Dataset entries:
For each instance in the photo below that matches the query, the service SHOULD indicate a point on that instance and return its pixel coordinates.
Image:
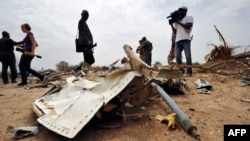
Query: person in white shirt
(183, 29)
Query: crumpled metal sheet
(69, 110)
(25, 131)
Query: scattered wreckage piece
(79, 100)
(21, 132)
(203, 86)
(186, 123)
(85, 98)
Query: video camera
(174, 16)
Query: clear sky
(114, 23)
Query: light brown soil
(208, 112)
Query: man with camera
(183, 25)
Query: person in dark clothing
(147, 50)
(86, 40)
(8, 58)
(29, 46)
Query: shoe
(188, 75)
(21, 84)
(5, 82)
(45, 80)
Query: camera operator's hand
(28, 53)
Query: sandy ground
(208, 112)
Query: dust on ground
(208, 112)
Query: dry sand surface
(208, 112)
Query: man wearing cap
(183, 29)
(8, 58)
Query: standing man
(8, 58)
(183, 31)
(147, 50)
(171, 55)
(29, 44)
(86, 41)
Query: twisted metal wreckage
(68, 108)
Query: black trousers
(24, 67)
(8, 60)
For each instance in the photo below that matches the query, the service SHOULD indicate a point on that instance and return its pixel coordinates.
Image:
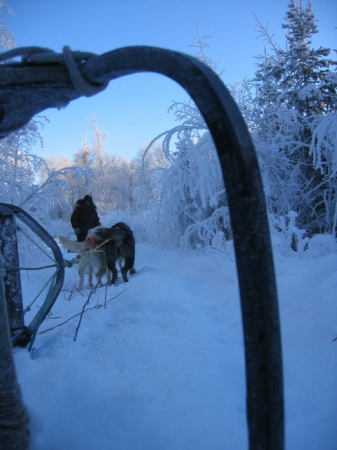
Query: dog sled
(44, 79)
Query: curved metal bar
(49, 241)
(259, 305)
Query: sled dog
(91, 260)
(120, 246)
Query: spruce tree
(294, 93)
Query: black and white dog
(120, 244)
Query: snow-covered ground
(158, 362)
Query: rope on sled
(68, 57)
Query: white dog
(91, 260)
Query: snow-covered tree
(295, 95)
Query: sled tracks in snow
(45, 79)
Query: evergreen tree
(295, 92)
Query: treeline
(172, 193)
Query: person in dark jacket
(84, 217)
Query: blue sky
(134, 109)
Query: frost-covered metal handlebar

#### Task to carry out
Please transcribe the entries precisely and omit any images they hold.

#### Task output
For each instance in the photo below that matches the query, the service SHOULD indicate a point on that instance and return its pixel coordinates.
Image:
Query: person in white shirt
(183, 29)
Query: crumpled metal sheet
(69, 110)
(25, 131)
Query: scattered wreckage piece
(79, 100)
(21, 132)
(203, 86)
(186, 123)
(85, 98)
Query: video camera
(174, 16)
Query: clear sky
(114, 23)
Query: light brown soil
(208, 112)
Query: man with camera
(183, 25)
Query: person in dark clothing
(147, 50)
(86, 40)
(8, 58)
(29, 46)
Query: shoe
(188, 75)
(21, 84)
(5, 82)
(45, 80)
Query: camera operator's hand
(28, 53)
Query: sandy ground
(208, 112)
Query: dust on ground
(208, 112)
Query: dry sand surface
(208, 112)
Query: man wearing cap
(183, 29)
(8, 58)
Query: standing man
(8, 58)
(183, 31)
(147, 50)
(171, 55)
(29, 44)
(86, 41)
Query: twisted metal wreckage
(68, 108)
Query: black trousers
(24, 67)
(8, 60)
For each instance in the photo below that matches the query, the service SHOULD indicate a point on that instance and return its pixel coordinates.
Image:
Query: dog sled
(44, 79)
Query: curved metal bar
(49, 241)
(259, 305)
Query: sled dog
(91, 260)
(120, 246)
Query: spruce tree
(294, 93)
Query: black and white dog
(120, 244)
Query: snow-covered ground
(158, 362)
Query: rope on sled
(68, 57)
Query: white dog
(91, 260)
Query: snow-covered tree
(295, 95)
Query: sled tracks in snow
(45, 79)
Query: evergreen tree
(295, 92)
Query: treeline
(172, 193)
Query: person in dark jacket
(84, 217)
Query: blue sky
(134, 109)
Query: frost-covered metal handlebar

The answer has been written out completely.